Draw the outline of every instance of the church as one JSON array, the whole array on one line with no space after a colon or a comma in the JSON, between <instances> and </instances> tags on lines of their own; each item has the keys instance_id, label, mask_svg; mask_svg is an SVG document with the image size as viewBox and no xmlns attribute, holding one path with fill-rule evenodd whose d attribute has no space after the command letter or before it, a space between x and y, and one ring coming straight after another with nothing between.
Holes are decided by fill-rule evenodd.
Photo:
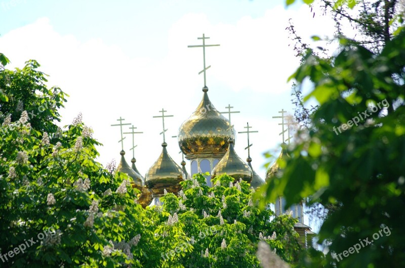
<instances>
[{"instance_id":1,"label":"church","mask_svg":"<svg viewBox=\"0 0 405 268\"><path fill-rule=\"evenodd\" d=\"M131 132L123 132L123 126L130 124L124 124L121 118L118 119L119 123L111 126L119 126L121 129L121 141L122 150L120 153L121 159L117 168L117 171L126 173L133 180L133 187L141 191L139 196L139 203L143 207L148 205L158 205L159 198L165 193L165 191L169 193L177 194L181 189L180 182L192 177L193 175L208 172L210 175L206 176L207 185L212 186L212 180L216 177L223 174L227 174L237 180L241 179L251 184L252 187L257 189L265 183L265 180L254 170L250 157L250 147L249 134L257 132L250 130L249 123L245 127L246 131L238 132L239 134L247 134L248 138L248 158L246 162L244 161L236 153L234 148L234 142L236 136L233 126L231 124L231 114L237 113L231 112L233 108L230 105L227 108L228 112L219 112L215 109L211 102L208 95L209 89L207 86L206 71L211 66L206 66L206 48L216 46L219 45L206 44L206 40L209 37L202 34L202 45L189 45L189 47L202 47L203 51L204 69L199 74L203 74L204 84L202 87L202 97L199 104L190 117L185 119L179 128L177 136L179 147L182 153L183 160L180 166L178 165L168 153L166 147L165 132L167 129L165 127L165 119L173 116L165 114L167 112L162 109L160 112L161 115L154 116L154 118L161 118L163 124L163 131L160 133L163 136L163 142L161 144L161 152L156 162L150 167L144 177L138 171L135 163L136 159L133 153L135 145L134 135L141 132L134 131L133 126L130 128ZM287 144L285 141L290 142L290 126L285 122L286 111L282 110L279 112L281 116L273 117L280 118L282 123L279 124L282 130L280 135L282 135L281 151L278 158L289 157L286 152ZM228 114L228 118L222 114ZM286 129L285 126L288 126ZM285 133L288 133L288 138L285 140ZM124 134L132 135L133 157L131 159L132 165L130 166L125 157L125 152L122 145ZM175 136L176 137L176 136ZM184 158L189 161L189 168L186 168L187 163ZM277 175L280 170L278 159L267 170L265 175L265 181L271 180ZM284 208L284 200L279 197L276 200L274 212L276 215L280 215L286 211ZM312 246L312 237L315 234L311 231L310 228L304 224L304 206L302 202L292 206L287 210L292 212L293 217L298 220L294 229L300 235L300 242L305 247Z\"/></svg>"}]
</instances>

-.-.-

Your objective:
Output a faithful copy of the data, with each picture left out.

The completed task:
Draw the outline of every instance of the church as one JSON array, the whole array on one line with no space after a colon or a comma in the JSON, between <instances> and </instances> tags on lines of their own; each item has the keys instance_id, label, mask_svg; mask_svg is an SVG document with the image size as viewBox and no xmlns attribute, holding one path with fill-rule evenodd whose d attribute has no space after the command letter or before it, a space between x and y, and one ring coming straight after another with nothing between.
Holes are decided by fill-rule evenodd.
Photo:
<instances>
[{"instance_id":1,"label":"church","mask_svg":"<svg viewBox=\"0 0 405 268\"><path fill-rule=\"evenodd\" d=\"M131 132L123 132L123 126L130 124L124 124L121 118L118 119L119 123L111 126L119 126L121 129L121 141L122 150L120 153L121 159L117 168L117 171L126 173L133 180L133 187L141 191L139 196L139 203L143 207L148 205L158 205L159 198L165 193L165 191L169 193L177 194L181 189L180 182L192 177L193 175L208 172L210 175L206 176L207 185L212 186L212 180L216 177L223 174L227 174L237 180L241 179L251 184L252 187L257 189L265 183L265 180L254 170L250 157L250 147L249 134L257 132L250 130L249 123L245 127L246 131L238 132L239 134L247 134L248 138L248 158L246 162L244 161L236 153L234 148L234 142L236 136L233 126L231 124L231 114L237 113L231 112L233 108L230 105L227 108L228 112L219 112L215 109L211 102L208 95L209 89L207 86L206 71L211 66L206 66L206 48L216 46L219 45L206 44L206 40L209 37L202 34L202 45L189 45L189 47L202 47L203 51L204 69L199 74L203 74L204 84L202 87L202 97L199 104L190 117L185 119L179 128L177 136L179 147L182 153L183 160L180 166L178 165L168 153L166 147L165 132L167 129L165 127L165 119L173 116L165 114L167 112L162 109L160 112L161 115L154 116L154 118L161 118L163 124L163 131L160 133L163 136L163 142L161 144L161 152L156 162L150 167L144 177L138 171L135 163L136 159L133 153L135 145L134 135L141 132L134 131L133 126L130 128ZM287 144L285 141L290 142L290 126L285 122L286 111L282 110L279 112L281 116L273 117L280 118L282 123L279 124L282 130L280 135L282 135L281 151L278 158L289 157L286 152ZM228 114L228 118L222 114ZM286 129L285 126L288 126ZM285 133L288 133L288 138L285 140ZM124 134L132 135L133 157L131 159L132 165L130 166L125 157L125 152L122 145ZM175 136L176 137L176 136ZM184 158L189 161L189 168L186 168L187 163ZM277 175L280 170L278 159L267 170L265 175L265 181L271 180ZM284 208L284 200L279 197L276 200L274 212L276 215L280 215L286 211ZM312 246L312 237L315 234L311 231L310 228L304 224L304 206L302 202L292 206L287 210L292 212L293 217L298 220L294 229L300 235L300 242L305 247Z\"/></svg>"}]
</instances>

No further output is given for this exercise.